- Stated exercise -
Print every line of the material below verbatim, in order, omitting the picture.

- Listed records -

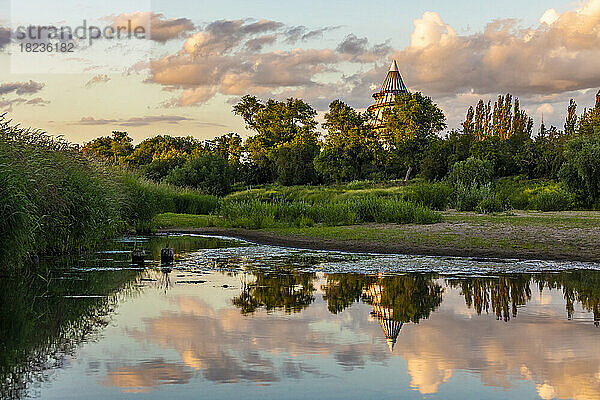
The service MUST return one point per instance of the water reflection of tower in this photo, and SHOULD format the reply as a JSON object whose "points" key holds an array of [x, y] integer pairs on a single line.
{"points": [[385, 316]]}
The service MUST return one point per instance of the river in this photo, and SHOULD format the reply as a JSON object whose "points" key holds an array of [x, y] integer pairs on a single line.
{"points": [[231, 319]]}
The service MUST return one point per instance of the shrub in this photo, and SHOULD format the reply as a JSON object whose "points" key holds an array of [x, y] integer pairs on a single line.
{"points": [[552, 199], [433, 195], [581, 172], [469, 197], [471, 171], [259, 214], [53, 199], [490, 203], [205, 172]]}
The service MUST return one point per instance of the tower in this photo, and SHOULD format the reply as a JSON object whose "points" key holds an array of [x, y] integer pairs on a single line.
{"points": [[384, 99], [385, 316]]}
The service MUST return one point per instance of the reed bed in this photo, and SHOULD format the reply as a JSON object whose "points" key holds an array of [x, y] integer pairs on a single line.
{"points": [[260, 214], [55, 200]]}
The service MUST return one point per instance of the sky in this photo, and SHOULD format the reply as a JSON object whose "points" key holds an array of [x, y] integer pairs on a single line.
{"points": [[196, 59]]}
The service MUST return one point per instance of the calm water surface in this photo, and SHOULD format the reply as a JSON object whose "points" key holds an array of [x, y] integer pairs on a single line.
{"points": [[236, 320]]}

- Solution for this exercise -
The service MUST return one point per instance of the water reflection of tower in this photo, and SHOULD format the reply as a JSON object whose "points" key holds an array of [x, y] integer pairs on a single line.
{"points": [[385, 316]]}
The service MUST return one point per instance of the river in this photo, and SHOULD format the reply as a JSON object whose "points" key holds an array of [x, y] integer pairs on a single line.
{"points": [[231, 319]]}
The service MUST return one point per instance of the shrub in this photo, and SHOULD format the reply as a JSON object whose "points" key holds an array of [x, y] integer pairs on a single line.
{"points": [[552, 199], [433, 195], [581, 172], [469, 197], [471, 171], [259, 214], [53, 199], [490, 203], [205, 172]]}
The service MUST return one point per instance of the tower in this photo, and SHOULD format the reply as a JSON object whose "points" key holds an array of [x, y] integer pairs on a single line.
{"points": [[384, 99], [385, 316]]}
The service MUST return one point per instance of the reed bed in this photo, and SHOULD format the reply as a JSON object whose "points" key holds an array of [x, y] integer pairs on a single line.
{"points": [[260, 214], [55, 200]]}
The service MUST return one point per instance of the sky in this photo, and SHOULD format the reply as a JSON object whose "points" key holds an array of [x, y] integer pairs on a single line.
{"points": [[196, 59]]}
The service MUST return one point per instance of the calm water surface in this photo, and SHOULD format the reply as a JSON object whose "points" key holds an array of [x, y] integer pairs on a single line.
{"points": [[236, 320]]}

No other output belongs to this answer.